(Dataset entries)
┄┄┄┄┄┄┄┄┄┄

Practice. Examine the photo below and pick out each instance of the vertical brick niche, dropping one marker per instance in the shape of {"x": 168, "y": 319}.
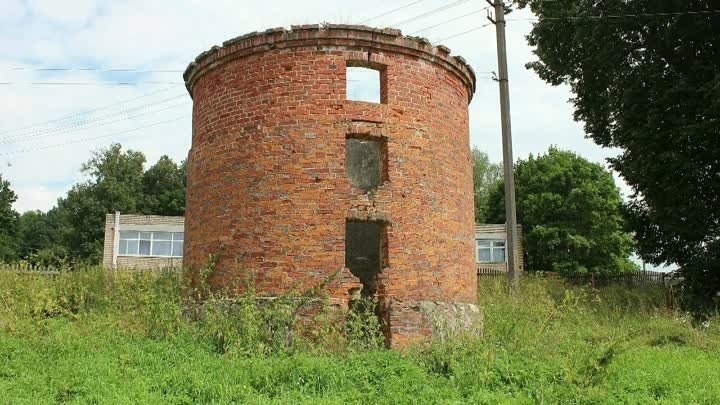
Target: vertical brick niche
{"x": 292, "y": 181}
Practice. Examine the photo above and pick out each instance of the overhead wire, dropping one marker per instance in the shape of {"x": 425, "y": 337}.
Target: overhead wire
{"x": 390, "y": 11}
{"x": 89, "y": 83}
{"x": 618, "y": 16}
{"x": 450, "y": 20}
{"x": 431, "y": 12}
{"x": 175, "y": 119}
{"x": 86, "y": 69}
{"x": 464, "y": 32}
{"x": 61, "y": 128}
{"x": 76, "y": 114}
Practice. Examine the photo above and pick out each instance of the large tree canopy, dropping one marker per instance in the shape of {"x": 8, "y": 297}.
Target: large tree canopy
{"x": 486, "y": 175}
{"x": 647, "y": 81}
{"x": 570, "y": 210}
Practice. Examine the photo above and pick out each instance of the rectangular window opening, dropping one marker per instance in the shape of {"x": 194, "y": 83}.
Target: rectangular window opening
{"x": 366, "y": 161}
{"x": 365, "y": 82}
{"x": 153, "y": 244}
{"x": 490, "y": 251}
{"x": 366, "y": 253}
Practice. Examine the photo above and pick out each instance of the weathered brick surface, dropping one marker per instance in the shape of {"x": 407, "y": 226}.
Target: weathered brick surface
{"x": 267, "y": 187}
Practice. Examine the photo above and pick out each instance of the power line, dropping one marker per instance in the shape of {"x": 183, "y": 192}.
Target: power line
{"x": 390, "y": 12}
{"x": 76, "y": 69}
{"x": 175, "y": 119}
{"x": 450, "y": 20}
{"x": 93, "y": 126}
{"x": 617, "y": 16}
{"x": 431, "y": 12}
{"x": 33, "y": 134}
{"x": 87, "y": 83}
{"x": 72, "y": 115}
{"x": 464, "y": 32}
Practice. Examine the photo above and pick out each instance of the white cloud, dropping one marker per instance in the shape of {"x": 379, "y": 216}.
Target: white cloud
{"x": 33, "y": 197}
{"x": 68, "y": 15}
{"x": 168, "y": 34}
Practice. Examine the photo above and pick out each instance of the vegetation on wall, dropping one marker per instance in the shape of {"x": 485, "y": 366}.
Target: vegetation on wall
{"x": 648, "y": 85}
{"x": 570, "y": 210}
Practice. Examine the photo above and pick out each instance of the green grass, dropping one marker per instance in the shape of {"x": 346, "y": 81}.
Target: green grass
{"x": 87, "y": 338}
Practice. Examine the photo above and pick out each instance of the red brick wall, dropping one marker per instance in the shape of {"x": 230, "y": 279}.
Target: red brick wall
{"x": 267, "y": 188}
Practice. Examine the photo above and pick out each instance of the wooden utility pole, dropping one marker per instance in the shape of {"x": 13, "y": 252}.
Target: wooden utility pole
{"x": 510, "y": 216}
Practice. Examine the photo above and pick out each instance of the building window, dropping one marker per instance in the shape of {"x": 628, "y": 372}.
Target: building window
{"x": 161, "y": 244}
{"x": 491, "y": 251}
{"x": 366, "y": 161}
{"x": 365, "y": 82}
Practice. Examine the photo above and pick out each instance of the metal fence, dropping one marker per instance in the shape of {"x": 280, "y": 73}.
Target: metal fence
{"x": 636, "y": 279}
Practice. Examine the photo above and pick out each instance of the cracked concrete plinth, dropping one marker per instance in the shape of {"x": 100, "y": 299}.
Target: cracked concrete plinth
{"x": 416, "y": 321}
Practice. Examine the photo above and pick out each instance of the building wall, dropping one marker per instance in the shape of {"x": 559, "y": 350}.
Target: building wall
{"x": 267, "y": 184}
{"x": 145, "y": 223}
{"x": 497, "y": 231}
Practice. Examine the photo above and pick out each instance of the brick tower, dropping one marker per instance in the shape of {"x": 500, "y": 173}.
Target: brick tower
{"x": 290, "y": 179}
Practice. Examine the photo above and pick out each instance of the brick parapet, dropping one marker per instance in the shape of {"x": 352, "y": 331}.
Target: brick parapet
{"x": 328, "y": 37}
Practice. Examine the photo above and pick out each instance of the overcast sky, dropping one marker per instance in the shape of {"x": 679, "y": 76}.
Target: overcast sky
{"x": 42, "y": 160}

┄┄┄┄┄┄┄┄┄┄

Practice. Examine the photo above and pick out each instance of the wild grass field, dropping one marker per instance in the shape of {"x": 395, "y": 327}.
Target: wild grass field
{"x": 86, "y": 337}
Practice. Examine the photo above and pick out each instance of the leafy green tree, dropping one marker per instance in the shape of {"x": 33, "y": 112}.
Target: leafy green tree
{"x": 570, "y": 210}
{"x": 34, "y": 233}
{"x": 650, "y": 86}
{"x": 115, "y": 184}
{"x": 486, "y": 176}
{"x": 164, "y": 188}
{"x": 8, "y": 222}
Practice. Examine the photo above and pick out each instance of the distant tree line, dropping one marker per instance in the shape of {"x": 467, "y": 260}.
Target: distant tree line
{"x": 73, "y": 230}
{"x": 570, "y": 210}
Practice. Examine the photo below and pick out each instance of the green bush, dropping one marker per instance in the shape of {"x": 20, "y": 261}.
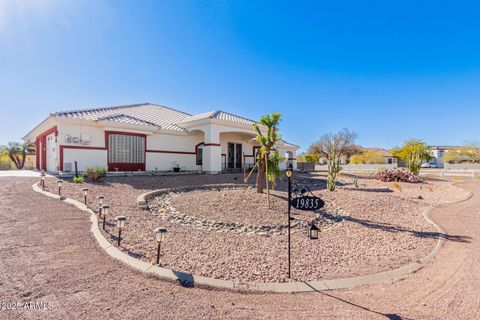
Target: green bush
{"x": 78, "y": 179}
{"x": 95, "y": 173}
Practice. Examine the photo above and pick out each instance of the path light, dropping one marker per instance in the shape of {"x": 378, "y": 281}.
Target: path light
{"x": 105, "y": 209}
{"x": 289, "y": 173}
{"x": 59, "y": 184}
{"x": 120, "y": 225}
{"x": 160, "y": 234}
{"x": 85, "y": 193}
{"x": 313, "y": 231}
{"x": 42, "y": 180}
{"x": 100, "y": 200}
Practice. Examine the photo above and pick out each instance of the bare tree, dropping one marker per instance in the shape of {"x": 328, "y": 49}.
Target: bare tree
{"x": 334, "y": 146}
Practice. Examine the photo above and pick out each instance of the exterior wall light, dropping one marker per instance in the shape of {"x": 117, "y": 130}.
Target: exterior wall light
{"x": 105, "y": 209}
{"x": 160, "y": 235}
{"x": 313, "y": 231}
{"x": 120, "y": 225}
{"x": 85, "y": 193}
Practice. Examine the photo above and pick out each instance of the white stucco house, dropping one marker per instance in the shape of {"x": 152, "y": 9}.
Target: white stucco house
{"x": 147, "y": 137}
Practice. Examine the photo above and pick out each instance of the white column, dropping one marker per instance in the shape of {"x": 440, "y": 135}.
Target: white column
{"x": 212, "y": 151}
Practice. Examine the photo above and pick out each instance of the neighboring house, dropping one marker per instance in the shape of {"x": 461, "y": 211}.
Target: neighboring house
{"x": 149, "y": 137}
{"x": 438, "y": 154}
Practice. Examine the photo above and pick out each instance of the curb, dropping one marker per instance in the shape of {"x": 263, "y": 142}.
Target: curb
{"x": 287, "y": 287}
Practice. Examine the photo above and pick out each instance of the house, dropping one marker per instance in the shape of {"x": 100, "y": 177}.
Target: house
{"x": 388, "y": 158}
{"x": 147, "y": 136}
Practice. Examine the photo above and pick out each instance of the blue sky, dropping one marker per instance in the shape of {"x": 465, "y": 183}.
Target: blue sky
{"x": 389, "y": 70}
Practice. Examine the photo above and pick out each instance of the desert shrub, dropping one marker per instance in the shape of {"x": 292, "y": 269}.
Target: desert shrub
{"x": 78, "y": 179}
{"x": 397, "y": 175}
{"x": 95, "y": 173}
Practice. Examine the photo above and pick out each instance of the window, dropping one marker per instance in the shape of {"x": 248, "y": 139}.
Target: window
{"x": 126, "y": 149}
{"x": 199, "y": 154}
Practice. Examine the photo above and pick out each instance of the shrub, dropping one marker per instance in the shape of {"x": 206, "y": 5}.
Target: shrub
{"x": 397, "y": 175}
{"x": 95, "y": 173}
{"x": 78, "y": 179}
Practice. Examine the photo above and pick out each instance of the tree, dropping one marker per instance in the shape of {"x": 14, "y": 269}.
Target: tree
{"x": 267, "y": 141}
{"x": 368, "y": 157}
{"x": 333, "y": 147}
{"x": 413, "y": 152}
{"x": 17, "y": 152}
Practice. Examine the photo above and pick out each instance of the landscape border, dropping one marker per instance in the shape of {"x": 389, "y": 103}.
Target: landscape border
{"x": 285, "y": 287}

┄┄┄┄┄┄┄┄┄┄

Search the records above for the string "below". Copy every line that contains it.

Practice. Examine the photo below and pick out each instance of the vertical brick niche, dropping one marker per instance in the shape of {"x": 168, "y": 319}.
Practice. Examine the photo below and pick out each instance of the green bush, dropping one marker per instance in the shape of {"x": 20, "y": 261}.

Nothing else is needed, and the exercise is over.